Man kennt das schon: Die neue Rechte setzt auf Emotionalisierung und das Prinzip Sündenbock – als wären alle Probleme gelöst, wenn es beispielsweise keine Flüchtlinge mehr gäbe. Mit der NoBillag-Initiative hat die schweizerische Rechte mit der SRG – dem Trägerverein des öffentlichen Radios und Fernsehens in der Schweiz – nun einen neuen Sündenbock gefunden, dem alle negativen Emotionen aufgebürdet werden. Es riecht nach Protest, doch wogegen der Protest sich richtet, ist schon fast egal. Der Sündenbock SRG soll allerdings mit seiner emotionalen Last nicht nur symbolisch in die Wüste geschickt, sondern real abgeschafft werden.

Sendeanlage auf dem Säntis; Quelle: holidaycheck.de
In der NoBillag-Debatte ersetzen Emotionen Argumente. Angst und Wut sind gefährlich für die Demokratie: Sie lassen sich leicht schüren, und sie nähren sich aus sich selbst. Wenn Angst und Wut regieren, bleibt die Vernunft auf der Strecke. Zwei Drittel der NoBillag-Befürworter glauben laut Umfragen, es werde die SRG weiterhin geben, auch ohne Gebühren. Die Unschärfe der Gefühle erlaubt es der NoBillag-Initiative, mit Nebelpetarden zu operieren. Unter dem Deckmäntelchen von Propagandabegriffen wie „Zwangsabgabe“ und „Staatsmedien“ bringen die Rechtspopulisten ihr eigentliches Schiff in den Hafen: Angesichts der Krise der privaten Medien dürfte die SRG langfristig die einzige Bastion sein, die für die Rechten unerreichbar bleibt. Es wäre sehr bequem, sie loszuwerden.
Die Leichtfertigkeit, mit der Initianten sich an einer zentralen Institution der Schweiz zu schaffen machen, spiegelt sich in der infantilen Bildsprache auf ihrer Website (#nolink). Dass es aber um mehr geht als die Abschaffung der SRG, hat Lukas Bärfuss kürzlich deutlich gemacht. „NoBillag bedeutet Anarchie“, so der Titel seiner Analyse, die bemerkenswerterweise im Blick erschienen ist. Bärfuss macht sich die Mühe, die neoliberale Tradition nachzuzeichnen, in der die NoBillag-Initianten stehen: Milton Friedman, James M. Buchanan und Murray Rothbard, die Vordenker des amerikanischen Libertarismus, predigen ein tiefes Misstrauen gegen den Staat, sie hätten eine notorische Nähe zu rechtsextremen Kräften. „Wie kann es sein, dass die Ideologie von libertären Sektierern von der Öffentlichkeit breit diskutiert wird?“, fragt Bärfuss. Er zeichnet ein alarmierendes Bild der Lage: „Fundamentalistische Irrläufer spielen mit der öffentlichen Meinung, führen sie an der Nase herum – und kaum jemand ist in der Lage, ihr übles Spiel aufzudecken.“
Die SRG kann man nicht kaufen, also soll sie weichen
Im kleinen Schweizer Markt sind die Zeitungen ökonomisch noch stärker unter Druck und damit verwundbarer als die Zeitungen in Deutschland. Zum begrenzten Markt kommt der politische Druck von rechts. Ursprünglich forderte Christoph Blocher eine eigene rechtsbürgerliche Tageszeitung, vor kurzem drohte er mit der Gründung einer eigenen Sonntagszeitung. Derweil kauft er, was er kriegen kann, die Liste ist bekannt: Die Weltwoche, die Basler Zeitung (BaZ) und 25 Gratiszeitungen in der Ostschweiz gehören bereits zu seinem Medienimperium, das entspricht einer Reichweite von 800’000 Lesern. Im vergangenen Jahr soll Blocher in einem offenbar gescheiterten Deal mit der Tamedia versucht haben, die BaZ, die unter Markus Somm vierzig Prozent ihrer Auflage eingebüßt hat, gegen die Zürcher Landzeitungen einzutauschen.

■ **ANSTEHENDE AUFGABEN**
1/ Beantworten Sie zum Text über die NoBillag-Initiative folgende Fragen:
(a) Welcher Anteil der NoBillag-Befürworter glaubt laut Umfragen, die SRG werde es auch ohne Gebühren weiterhin geben?
(b) Wie lautet der Titel der Analyse von Lukas Bärfuss, und wo ist sie erschienen?
(c) Wie viel ihrer Auflage hat die BaZ unter Markus Somm eingebüßt?
2/ Schreiben Sie den Abschnitt des Textes über die NoBillag-Initiative um, der bei den Worten „Man kennt das“ beginnt und nach „real abgeschafft werden.“ endet. Ersetzen Sie darin „Sündenbock“ durch „Buhmann“.

■ **DATENAUSZUG**
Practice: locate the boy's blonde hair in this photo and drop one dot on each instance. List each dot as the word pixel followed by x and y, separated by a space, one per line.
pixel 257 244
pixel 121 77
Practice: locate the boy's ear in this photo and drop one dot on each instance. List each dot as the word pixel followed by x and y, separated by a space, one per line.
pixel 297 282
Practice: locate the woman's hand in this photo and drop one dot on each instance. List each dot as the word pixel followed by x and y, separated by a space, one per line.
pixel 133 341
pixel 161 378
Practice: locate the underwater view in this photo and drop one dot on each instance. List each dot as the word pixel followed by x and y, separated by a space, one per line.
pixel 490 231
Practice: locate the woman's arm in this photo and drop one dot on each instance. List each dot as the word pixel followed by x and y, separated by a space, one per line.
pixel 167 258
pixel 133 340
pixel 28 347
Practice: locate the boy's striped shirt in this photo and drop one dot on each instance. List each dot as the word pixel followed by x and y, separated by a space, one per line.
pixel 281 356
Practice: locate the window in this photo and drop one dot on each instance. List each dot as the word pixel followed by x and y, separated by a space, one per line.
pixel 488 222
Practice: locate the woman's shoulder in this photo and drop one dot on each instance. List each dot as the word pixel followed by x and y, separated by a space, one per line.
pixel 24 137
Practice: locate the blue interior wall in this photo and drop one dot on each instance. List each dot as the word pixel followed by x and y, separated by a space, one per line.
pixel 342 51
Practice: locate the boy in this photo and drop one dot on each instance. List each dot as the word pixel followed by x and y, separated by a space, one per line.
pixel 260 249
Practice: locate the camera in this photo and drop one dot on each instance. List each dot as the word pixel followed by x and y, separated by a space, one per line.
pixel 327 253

...

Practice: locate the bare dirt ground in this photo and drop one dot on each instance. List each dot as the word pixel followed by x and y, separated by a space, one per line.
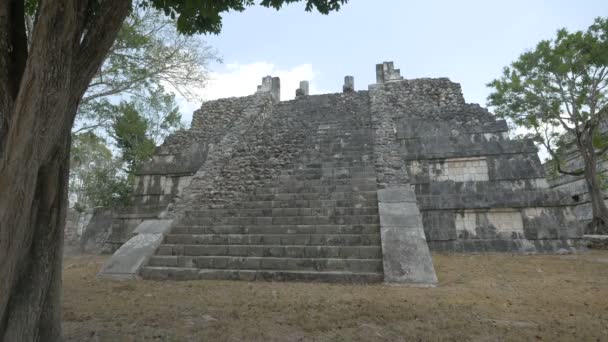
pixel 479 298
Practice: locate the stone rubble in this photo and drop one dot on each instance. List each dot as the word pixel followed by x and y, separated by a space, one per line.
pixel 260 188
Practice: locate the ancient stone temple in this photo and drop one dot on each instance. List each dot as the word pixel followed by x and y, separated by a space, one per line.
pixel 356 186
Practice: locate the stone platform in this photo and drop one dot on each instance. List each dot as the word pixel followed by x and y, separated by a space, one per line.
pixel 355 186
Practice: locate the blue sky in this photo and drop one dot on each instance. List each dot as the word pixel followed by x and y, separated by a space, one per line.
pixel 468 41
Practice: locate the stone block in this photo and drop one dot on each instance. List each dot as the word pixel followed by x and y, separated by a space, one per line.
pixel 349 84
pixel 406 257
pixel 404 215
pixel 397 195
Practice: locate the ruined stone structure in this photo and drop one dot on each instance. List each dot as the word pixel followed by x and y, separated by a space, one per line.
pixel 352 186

■ **GELÖSTE AUFGABEN**
1/
(a) Zwei Drittel.
(b) „NoBillag bedeutet Anarchie“; sie ist im Blick erschienen.
(c) Vierzig Prozent.

2/
Man kennt das schon: Die neue Rechte setzt auf Emotionalisierung und das Prinzip Buhmann – als wären alle Probleme gelöst, wenn es beispielsweise keine Flüchtlinge mehr gäbe. Mit der NoBillag-Initiative hat die schweizerische Rechte mit der SRG – dem Trägerverein des öffentlichen Radios und Fernsehens in der Schweiz – nun einen neuen Buhmann gefunden, dem alle negativen Emotionen aufgebürdet werden. Es riecht nach Protest, doch wogegen der Protest sich richtet, ist schon fast egal. Der Buhmann SRG soll allerdings mit seiner emotionalen Last nicht nur symbolisch in die Wüste geschickt, sondern real abgeschafft werden.